▶ Exercise directions:
Write out the entries below once more, exactly.

▶ Given records:

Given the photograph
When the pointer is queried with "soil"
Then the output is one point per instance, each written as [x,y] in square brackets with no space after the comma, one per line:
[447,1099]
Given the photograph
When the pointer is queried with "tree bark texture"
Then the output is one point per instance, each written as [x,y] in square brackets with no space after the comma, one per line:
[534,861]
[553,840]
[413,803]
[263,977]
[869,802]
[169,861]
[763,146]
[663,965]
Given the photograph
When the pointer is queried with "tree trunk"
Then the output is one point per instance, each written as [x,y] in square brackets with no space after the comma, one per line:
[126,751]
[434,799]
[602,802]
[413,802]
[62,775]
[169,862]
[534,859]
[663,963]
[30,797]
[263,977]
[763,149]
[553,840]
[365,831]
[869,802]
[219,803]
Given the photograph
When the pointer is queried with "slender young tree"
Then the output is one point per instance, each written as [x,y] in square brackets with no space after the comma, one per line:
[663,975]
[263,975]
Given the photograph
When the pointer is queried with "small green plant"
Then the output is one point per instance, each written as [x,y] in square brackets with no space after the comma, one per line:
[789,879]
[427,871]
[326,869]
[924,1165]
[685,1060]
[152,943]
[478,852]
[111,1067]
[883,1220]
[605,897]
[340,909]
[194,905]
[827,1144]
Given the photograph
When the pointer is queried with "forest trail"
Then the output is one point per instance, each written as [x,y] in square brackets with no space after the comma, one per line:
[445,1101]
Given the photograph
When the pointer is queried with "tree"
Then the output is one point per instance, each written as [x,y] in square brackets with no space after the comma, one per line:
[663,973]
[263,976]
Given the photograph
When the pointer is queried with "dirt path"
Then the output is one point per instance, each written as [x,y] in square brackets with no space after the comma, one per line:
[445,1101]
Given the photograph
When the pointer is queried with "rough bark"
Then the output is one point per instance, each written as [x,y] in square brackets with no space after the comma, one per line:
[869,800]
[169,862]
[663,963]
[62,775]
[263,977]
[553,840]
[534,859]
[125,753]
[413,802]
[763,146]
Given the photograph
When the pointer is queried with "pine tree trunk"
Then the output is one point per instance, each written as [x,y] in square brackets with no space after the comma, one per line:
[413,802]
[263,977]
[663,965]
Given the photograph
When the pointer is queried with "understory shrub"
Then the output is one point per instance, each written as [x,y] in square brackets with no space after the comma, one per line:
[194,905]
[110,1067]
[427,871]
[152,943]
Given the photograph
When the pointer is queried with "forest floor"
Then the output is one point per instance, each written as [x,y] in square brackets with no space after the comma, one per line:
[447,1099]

▶ Output for this exercise:
Given the photograph
When the pointer is queried with "soil"
Then the output is one point per instance, each written as [x,y] in square brackets with no space after the comma, one per line:
[447,1099]
Given the photograph
When the pointer is queried with "tree bark texture"
Then the output is one point per instance, each written as [x,y] in square brackets with no space after the comma, one per line:
[534,861]
[553,840]
[413,803]
[263,977]
[869,802]
[169,861]
[763,146]
[663,965]
Given the photograph
When the pointer is queried with "tree trunk"
Then the output is one point per instance, each written as [x,y] in square brackets with no space after the comma, one per line:
[126,751]
[434,799]
[602,802]
[413,802]
[62,775]
[169,862]
[534,859]
[663,963]
[30,797]
[263,977]
[763,149]
[553,840]
[365,831]
[869,802]
[219,803]
Given the photograph
When the pointer is queried with "slender young tree"
Then the output is one point per instance, each written as [x,y] in square brackets with no space after the comma, one per line:
[663,975]
[263,975]
Given the photograph
When the pointer is queried with "small green plant"
Then the output is one point per instance, each written as [x,y] in square brackets with no space after the comma, one per line:
[789,879]
[427,871]
[326,869]
[924,1165]
[685,1060]
[152,943]
[478,852]
[111,1067]
[883,1220]
[605,897]
[340,909]
[194,905]
[827,1144]
Given the photograph
When the pointer is queried with "forest trail"
Then the output is one point per instance, each written as [x,y] in square brackets with no space after the comma, one per line:
[445,1101]
Given the photograph
When the pointer is queried with "tree"
Then the output is one point per instance, each written as [x,y] in square brackets with no space after the comma, one per line:
[663,973]
[263,976]
Given the photograph
When the pointer is queried with "dirt path"
Then the output is one point per instance, each written as [x,y] in square brackets with no space after the comma, one per line:
[445,1101]
Given the photograph
When the pointer is queried with "rough bark"
Then the output is one point per instance, each written as [x,y] in square brackets with no space after the comma, one per line:
[869,800]
[169,862]
[663,963]
[62,775]
[263,977]
[553,840]
[534,859]
[125,753]
[413,802]
[763,146]
Given the photograph
When the pointer is queried with "pine tree trunk"
Then the output is one point per instance, each written as [x,y] in square brackets with no space after the comma, one per line:
[413,802]
[263,977]
[663,965]
Given the photograph
When the pointer is queried with "understory shrub"
Then the output is one point per instance, each written as [x,y] in square brackets with no space after the comma, one per line:
[194,905]
[110,1067]
[427,871]
[152,943]
Given the photograph
When the pointer is queried with "forest floor"
Then the output is one point per instance, each written as [x,y] in square brackets with no space after the comma, one per line:
[447,1099]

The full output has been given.